*** The data

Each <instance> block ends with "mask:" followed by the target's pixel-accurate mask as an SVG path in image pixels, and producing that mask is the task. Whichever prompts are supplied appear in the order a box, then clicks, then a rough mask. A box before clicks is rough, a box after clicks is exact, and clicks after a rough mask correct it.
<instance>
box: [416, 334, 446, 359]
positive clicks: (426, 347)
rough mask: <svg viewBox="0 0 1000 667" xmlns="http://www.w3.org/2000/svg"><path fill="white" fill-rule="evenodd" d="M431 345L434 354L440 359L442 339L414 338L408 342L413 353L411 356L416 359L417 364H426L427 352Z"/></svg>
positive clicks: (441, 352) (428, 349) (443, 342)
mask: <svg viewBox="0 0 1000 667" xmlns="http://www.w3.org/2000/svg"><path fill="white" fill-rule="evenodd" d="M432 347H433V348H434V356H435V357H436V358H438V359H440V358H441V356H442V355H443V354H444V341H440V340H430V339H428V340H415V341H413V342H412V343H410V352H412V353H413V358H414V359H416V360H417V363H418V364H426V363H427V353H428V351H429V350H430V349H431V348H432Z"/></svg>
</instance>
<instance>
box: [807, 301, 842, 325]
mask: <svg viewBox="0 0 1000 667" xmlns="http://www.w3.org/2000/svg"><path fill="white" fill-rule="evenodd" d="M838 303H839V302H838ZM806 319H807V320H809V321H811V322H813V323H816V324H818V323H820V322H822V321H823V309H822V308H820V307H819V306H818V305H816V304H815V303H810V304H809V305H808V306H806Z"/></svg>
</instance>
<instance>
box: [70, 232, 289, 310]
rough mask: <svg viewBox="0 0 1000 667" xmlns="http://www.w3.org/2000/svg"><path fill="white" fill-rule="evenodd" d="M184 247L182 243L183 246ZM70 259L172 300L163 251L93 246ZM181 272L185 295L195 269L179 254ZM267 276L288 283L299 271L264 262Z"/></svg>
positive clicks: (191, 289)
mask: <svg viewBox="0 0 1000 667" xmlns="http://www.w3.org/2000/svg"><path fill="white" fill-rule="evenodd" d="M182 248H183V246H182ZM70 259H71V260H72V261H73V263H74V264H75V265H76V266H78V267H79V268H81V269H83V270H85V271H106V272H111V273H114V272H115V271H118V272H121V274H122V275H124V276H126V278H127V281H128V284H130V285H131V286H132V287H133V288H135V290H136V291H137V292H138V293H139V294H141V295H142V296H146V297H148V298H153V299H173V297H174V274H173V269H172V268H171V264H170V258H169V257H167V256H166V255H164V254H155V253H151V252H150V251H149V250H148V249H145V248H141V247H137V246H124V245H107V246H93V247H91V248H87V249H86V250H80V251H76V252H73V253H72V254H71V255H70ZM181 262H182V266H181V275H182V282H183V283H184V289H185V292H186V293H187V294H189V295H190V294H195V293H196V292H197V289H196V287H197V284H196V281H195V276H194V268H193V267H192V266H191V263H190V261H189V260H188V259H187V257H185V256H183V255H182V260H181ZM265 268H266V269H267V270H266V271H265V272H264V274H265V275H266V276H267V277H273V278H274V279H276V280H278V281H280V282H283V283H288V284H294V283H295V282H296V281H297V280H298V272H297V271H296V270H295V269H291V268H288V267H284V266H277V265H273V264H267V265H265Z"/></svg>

******

What this task involves
Tally the lines of the listing above that include the string "rough". Provide the total alone.

Response for this exercise
3